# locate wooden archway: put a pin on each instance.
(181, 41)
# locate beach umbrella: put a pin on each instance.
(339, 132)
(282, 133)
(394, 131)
####
** DIRECTIONS FOR THIS TASK **
Exact reproduction of all the material is needed.

** WRITTEN SOLUTION **
# locate wooden archway: put a pin on each instance.
(181, 41)
# locate beach umbrella: put a pin on each instance.
(339, 132)
(282, 133)
(394, 131)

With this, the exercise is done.